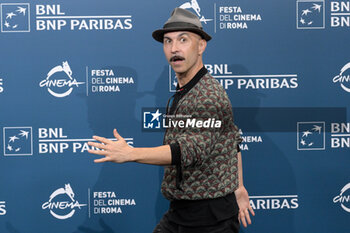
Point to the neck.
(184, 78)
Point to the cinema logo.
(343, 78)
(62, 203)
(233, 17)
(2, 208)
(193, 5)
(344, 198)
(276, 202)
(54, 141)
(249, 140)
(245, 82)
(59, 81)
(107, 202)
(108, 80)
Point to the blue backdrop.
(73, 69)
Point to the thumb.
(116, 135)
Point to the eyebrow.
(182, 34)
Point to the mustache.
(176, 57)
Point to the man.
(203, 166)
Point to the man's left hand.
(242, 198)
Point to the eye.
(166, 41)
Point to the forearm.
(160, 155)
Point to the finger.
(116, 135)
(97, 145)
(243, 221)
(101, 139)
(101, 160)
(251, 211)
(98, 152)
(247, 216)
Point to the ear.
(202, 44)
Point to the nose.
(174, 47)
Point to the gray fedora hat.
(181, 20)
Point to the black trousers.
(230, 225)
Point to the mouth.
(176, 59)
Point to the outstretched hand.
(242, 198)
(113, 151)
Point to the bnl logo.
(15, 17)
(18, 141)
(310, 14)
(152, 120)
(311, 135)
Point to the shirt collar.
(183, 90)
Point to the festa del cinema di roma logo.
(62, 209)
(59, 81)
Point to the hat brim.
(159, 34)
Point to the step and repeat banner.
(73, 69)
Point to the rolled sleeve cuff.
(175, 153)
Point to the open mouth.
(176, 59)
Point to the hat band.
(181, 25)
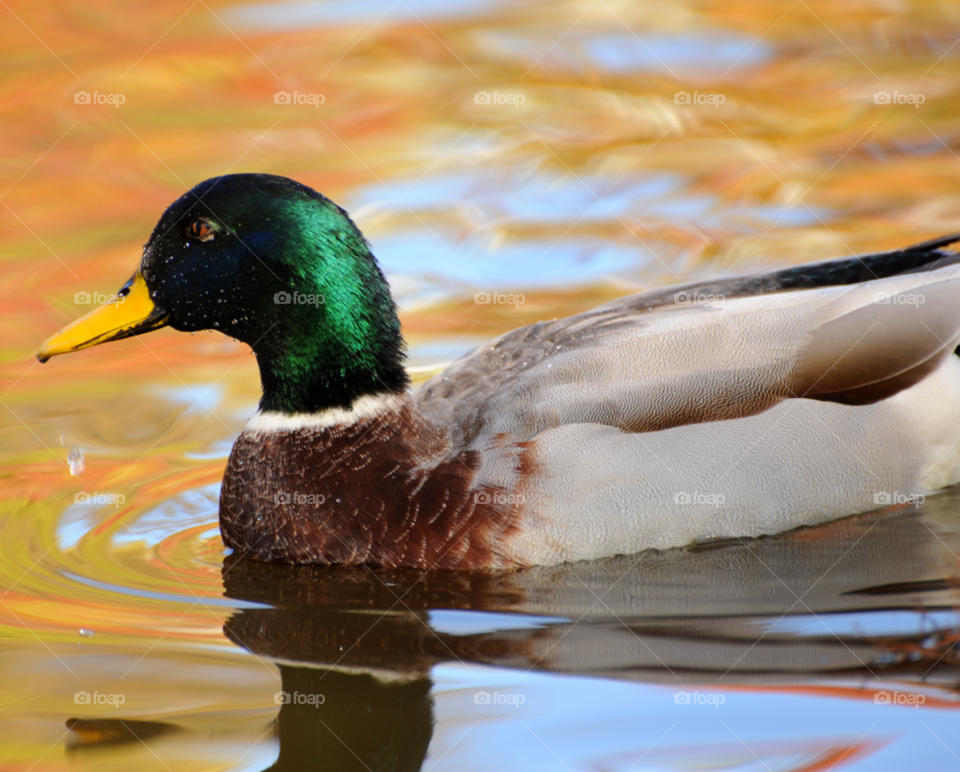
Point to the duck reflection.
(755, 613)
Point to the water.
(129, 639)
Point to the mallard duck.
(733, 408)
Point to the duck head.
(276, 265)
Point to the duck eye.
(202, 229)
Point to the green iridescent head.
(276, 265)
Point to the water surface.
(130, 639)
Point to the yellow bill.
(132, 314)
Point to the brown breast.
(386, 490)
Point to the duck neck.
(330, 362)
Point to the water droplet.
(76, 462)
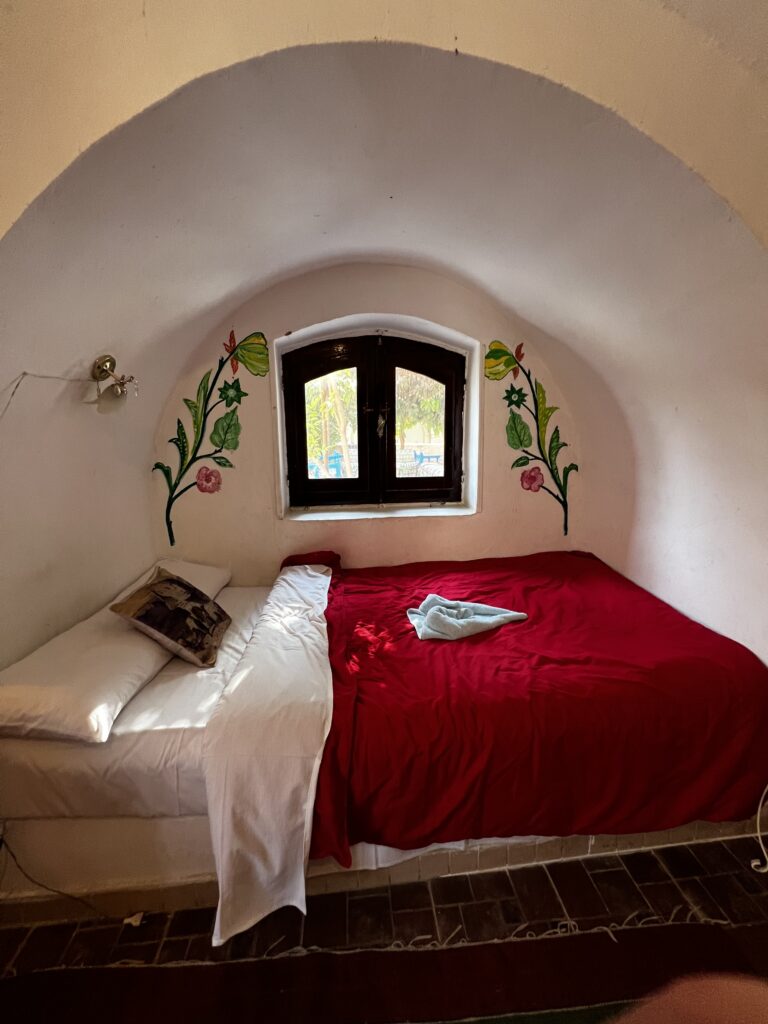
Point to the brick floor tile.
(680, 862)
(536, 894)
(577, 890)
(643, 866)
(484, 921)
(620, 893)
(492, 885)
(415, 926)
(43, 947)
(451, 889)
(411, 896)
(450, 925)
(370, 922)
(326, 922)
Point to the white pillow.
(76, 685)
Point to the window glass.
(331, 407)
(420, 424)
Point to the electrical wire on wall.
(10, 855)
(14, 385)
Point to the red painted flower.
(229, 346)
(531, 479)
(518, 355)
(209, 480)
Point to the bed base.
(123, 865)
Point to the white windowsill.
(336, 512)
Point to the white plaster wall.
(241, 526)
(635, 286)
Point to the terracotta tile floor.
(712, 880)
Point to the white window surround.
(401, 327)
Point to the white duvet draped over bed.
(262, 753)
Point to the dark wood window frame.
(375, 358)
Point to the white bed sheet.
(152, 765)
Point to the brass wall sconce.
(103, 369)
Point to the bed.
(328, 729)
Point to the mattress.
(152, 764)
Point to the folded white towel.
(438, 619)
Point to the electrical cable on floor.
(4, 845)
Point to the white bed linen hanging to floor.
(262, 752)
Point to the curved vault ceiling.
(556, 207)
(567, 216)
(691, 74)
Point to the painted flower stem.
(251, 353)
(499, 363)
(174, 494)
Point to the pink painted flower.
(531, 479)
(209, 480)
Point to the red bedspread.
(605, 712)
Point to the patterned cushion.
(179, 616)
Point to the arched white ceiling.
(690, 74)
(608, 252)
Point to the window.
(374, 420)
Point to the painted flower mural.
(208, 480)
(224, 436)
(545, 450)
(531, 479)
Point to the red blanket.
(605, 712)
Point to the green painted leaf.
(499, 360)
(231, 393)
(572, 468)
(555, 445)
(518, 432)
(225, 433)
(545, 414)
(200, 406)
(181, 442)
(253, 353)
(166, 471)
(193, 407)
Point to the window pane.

* * * *

* _Your objective_: The whole listing above must be duplicated word for word, apart from its pictures.

* _Exercise answer_:
Point to the neck.
(184, 78)
Point to the cinema logo.
(343, 78)
(62, 203)
(233, 17)
(2, 208)
(193, 5)
(344, 198)
(276, 202)
(54, 141)
(249, 140)
(245, 82)
(59, 81)
(107, 202)
(108, 80)
Point to the blue backdrop.
(73, 69)
Point to the thumb.
(116, 135)
Point to the eyebrow.
(182, 34)
Point to the mustache.
(176, 57)
Point to the man.
(203, 166)
Point to the man's left hand.
(242, 198)
Point to the eye.
(166, 41)
Point to the forearm.
(160, 155)
Point to the finger.
(116, 135)
(97, 145)
(243, 221)
(101, 139)
(101, 160)
(251, 211)
(98, 152)
(247, 216)
Point to the ear.
(202, 44)
Point to the nose.
(174, 47)
Point to the gray fedora hat.
(181, 20)
Point to the black trousers.
(230, 225)
Point to the mouth.
(176, 59)
Point to the outstretched hand.
(242, 198)
(113, 151)
Point to the bnl logo.
(15, 17)
(18, 141)
(310, 14)
(152, 120)
(311, 135)
Point to the shirt collar.
(183, 90)
Point to the festa del cinema di roma logo.
(62, 209)
(59, 81)
Point to the hat brim.
(159, 34)
Point to the step and repeat banner.
(73, 69)
Point to the rolled sleeve cuff.
(175, 153)
Point to the open mouth.
(176, 59)
Point to the hat band.
(181, 25)
Point to the duck reflection.
(755, 613)
Point to the water.
(129, 639)
Point to the mallard duck.
(733, 408)
Point to the duck head.
(276, 265)
Point to the duck eye.
(202, 229)
Point to the green iridescent head.
(276, 265)
Point to the water surface.
(130, 639)
Point to the yellow bill.
(132, 314)
Point to the brown breast.
(386, 490)
Point to the duck neck.
(330, 362)
Point to the water droplet.
(76, 462)
Point to the brick floor tile.
(680, 862)
(536, 894)
(577, 890)
(643, 866)
(484, 921)
(620, 893)
(492, 885)
(415, 926)
(43, 947)
(451, 889)
(411, 896)
(450, 925)
(370, 922)
(326, 922)
Point to the white pillow.
(76, 685)
Point to the window glass.
(331, 407)
(420, 424)
Point to the electrical wire on wall.
(10, 855)
(14, 385)
Point to the red painted flower.
(229, 346)
(531, 479)
(518, 355)
(209, 480)
Point to the bed base.
(123, 865)
Point to the white windowsill.
(336, 512)
Point to the white plaster wall.
(241, 526)
(635, 286)
Point to the terracotta tile floor.
(712, 880)
Point to the white window surround.
(401, 327)
Point to the white duvet draped over bed.
(262, 753)
Point to the dark wood window frame.
(375, 358)
Point to the white bed sheet.
(152, 765)
Point to the brass wall sconce.
(103, 369)
Point to the bed.
(328, 729)
Point to the mattress.
(152, 764)
Point to the folded white towel.
(438, 619)
Point to the electrical cable on floor.
(4, 845)
Point to the white bed linen hanging to floor.
(262, 752)
Point to the curved vault ceiling.
(556, 207)
(567, 216)
(691, 74)
Point to the painted flower stem.
(251, 353)
(499, 363)
(174, 494)
Point to the pink painted flower.
(531, 479)
(209, 480)
Point to the red bedspread.
(605, 712)
Point to the patterned cushion.
(179, 616)
Point to the arched white ceiling.
(690, 74)
(608, 252)
Point to the window.
(374, 420)
Point to the painted flower mural.
(208, 480)
(224, 436)
(545, 450)
(531, 479)
Point to the red blanket.
(605, 712)
Point to the green painted leaf.
(499, 360)
(231, 393)
(572, 468)
(555, 445)
(518, 432)
(225, 433)
(545, 414)
(200, 406)
(181, 442)
(253, 353)
(166, 471)
(193, 407)
Point to the window pane.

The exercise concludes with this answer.